Rows from a dataset
— Begin —

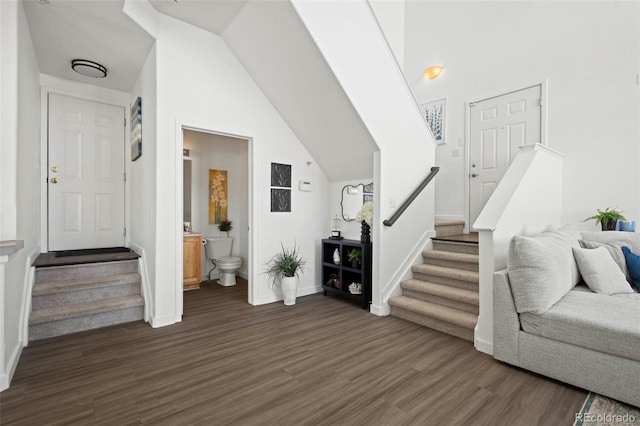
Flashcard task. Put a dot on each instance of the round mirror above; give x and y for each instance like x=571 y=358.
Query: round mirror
x=353 y=197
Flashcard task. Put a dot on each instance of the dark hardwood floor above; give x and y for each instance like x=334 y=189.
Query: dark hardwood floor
x=322 y=361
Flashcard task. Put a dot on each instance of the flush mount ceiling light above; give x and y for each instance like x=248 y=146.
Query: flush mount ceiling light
x=433 y=72
x=89 y=68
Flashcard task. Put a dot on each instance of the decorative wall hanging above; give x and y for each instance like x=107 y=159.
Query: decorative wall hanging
x=281 y=194
x=218 y=196
x=434 y=114
x=280 y=200
x=136 y=129
x=281 y=175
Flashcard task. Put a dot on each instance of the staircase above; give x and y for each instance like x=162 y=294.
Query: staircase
x=71 y=298
x=443 y=293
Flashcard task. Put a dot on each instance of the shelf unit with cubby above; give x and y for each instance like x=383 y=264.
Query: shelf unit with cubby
x=336 y=277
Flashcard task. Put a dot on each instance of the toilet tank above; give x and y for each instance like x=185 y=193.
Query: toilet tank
x=218 y=247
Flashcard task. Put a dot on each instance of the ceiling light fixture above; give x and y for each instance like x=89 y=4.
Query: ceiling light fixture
x=89 y=68
x=433 y=72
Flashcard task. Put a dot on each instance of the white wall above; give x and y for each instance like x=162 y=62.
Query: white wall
x=25 y=143
x=588 y=51
x=353 y=45
x=210 y=151
x=201 y=85
x=526 y=202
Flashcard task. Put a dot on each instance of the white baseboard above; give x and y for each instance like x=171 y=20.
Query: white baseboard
x=157 y=322
x=381 y=311
x=12 y=364
x=144 y=276
x=302 y=291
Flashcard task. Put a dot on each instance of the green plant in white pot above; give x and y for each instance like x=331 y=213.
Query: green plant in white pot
x=286 y=267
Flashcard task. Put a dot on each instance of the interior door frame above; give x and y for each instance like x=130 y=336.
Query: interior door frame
x=544 y=88
x=182 y=124
x=85 y=93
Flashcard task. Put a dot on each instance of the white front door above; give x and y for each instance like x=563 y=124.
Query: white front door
x=85 y=174
x=498 y=126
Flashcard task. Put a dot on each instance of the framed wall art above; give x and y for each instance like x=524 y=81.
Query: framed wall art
x=136 y=129
x=434 y=114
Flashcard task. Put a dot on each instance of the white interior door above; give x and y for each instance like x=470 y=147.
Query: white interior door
x=498 y=126
x=85 y=174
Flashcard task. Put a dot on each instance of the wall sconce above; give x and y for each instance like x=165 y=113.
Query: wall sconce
x=433 y=72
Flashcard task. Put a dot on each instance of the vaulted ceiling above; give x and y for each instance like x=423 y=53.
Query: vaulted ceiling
x=266 y=36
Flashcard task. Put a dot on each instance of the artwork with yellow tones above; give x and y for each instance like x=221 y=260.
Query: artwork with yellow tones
x=218 y=197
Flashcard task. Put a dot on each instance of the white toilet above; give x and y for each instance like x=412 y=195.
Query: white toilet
x=218 y=250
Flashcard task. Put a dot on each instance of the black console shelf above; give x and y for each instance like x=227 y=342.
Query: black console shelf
x=345 y=272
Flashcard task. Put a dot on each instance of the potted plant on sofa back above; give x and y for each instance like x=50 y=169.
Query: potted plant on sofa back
x=286 y=266
x=607 y=219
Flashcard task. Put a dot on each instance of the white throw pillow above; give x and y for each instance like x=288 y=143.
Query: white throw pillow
x=615 y=251
x=540 y=270
x=600 y=271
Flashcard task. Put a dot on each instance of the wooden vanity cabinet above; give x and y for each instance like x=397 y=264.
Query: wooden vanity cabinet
x=192 y=262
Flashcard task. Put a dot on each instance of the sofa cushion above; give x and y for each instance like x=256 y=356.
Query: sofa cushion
x=600 y=271
x=615 y=250
x=594 y=321
x=631 y=239
x=541 y=269
x=633 y=264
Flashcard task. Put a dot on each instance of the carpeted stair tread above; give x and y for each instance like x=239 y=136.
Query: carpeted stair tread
x=455 y=274
x=453 y=293
x=448 y=222
x=39 y=316
x=438 y=312
x=53 y=287
x=450 y=255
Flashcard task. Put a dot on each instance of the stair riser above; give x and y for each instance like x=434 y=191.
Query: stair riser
x=448 y=230
x=466 y=285
x=87 y=322
x=467 y=266
x=77 y=272
x=444 y=327
x=84 y=296
x=455 y=304
x=455 y=247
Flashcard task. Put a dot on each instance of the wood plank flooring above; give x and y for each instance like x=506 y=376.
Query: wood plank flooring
x=323 y=361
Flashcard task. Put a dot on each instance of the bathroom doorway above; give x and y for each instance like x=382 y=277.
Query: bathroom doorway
x=216 y=188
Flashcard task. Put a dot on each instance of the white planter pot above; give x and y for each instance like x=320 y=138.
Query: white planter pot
x=289 y=290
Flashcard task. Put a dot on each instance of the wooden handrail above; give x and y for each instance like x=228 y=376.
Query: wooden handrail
x=389 y=222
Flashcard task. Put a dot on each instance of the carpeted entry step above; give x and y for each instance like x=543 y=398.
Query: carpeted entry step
x=455 y=246
x=452 y=297
x=60 y=320
x=87 y=270
x=438 y=317
x=467 y=280
x=58 y=293
x=450 y=259
x=445 y=228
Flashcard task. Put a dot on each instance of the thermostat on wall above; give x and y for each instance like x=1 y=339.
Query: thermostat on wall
x=305 y=185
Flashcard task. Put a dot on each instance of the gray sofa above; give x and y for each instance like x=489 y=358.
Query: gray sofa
x=548 y=321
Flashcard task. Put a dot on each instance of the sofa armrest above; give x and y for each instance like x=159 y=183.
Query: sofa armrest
x=506 y=323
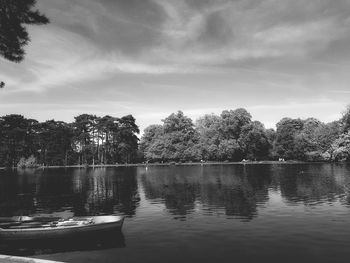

— End —

**Brief**
Output as a two-column CSV with the columns text and answer only the records in the part above that opens with the line containing "Flashcard task. Put a dot on each instance of the dark" and closes with the line containing "x=286 y=267", one row per record. Put each text and each answer in a single quoted field, replacing line breaks with spaces.

**Written answer**
text,answer
"Flashcard task. Put a dot on each instance of the dark hardwood floor above; give x and y for each instance like x=334 y=189. Query: dark hardwood floor","x=322 y=361"
"Flashcard task. Put a dot on each instance of the flush mount ceiling light above; give x and y for each instance like x=248 y=146. Query: flush mount ceiling light","x=433 y=72 x=89 y=68"
"Flashcard task. Put a dot on each instance of the decorative wall hanging above; give x and y for each instance like x=107 y=159. Query: decorative wall hanging","x=281 y=194 x=218 y=196 x=434 y=114 x=280 y=200 x=136 y=129 x=281 y=175"
"Flashcard task. Put a dot on each instance of the staircase above; give x and y for each instance like x=162 y=294. Query: staircase","x=71 y=298 x=443 y=293"
"Flashcard task. Put a dot on each instance of the shelf unit with cubby above; give x and y for each instance like x=383 y=264. Query: shelf unit with cubby","x=336 y=277"
"Flashcard task. Put a dot on each instance of the toilet tank above; give x and y for each instance like x=185 y=193. Query: toilet tank","x=218 y=247"
"Flashcard task. Put a dot on each instance of the ceiling light fixture above; give x and y for each instance like x=89 y=4. Query: ceiling light fixture","x=89 y=68 x=433 y=72"
"Flashcard task. Put a dot on each instance of the white wall above; give x and y for each instance like x=162 y=62. Query: white wall","x=25 y=143 x=588 y=51 x=353 y=45 x=210 y=151 x=201 y=85 x=526 y=202"
"Flashcard task. Put a dot on each instance of the white baseboard above; give x and y for each instance like x=171 y=20. Query: white baseboard","x=157 y=322 x=381 y=311 x=12 y=364 x=144 y=276 x=302 y=291"
"Flashcard task. Put a dot on each instance of the green plant in white pot above; give x and y for each instance like x=331 y=213. Query: green plant in white pot","x=286 y=267"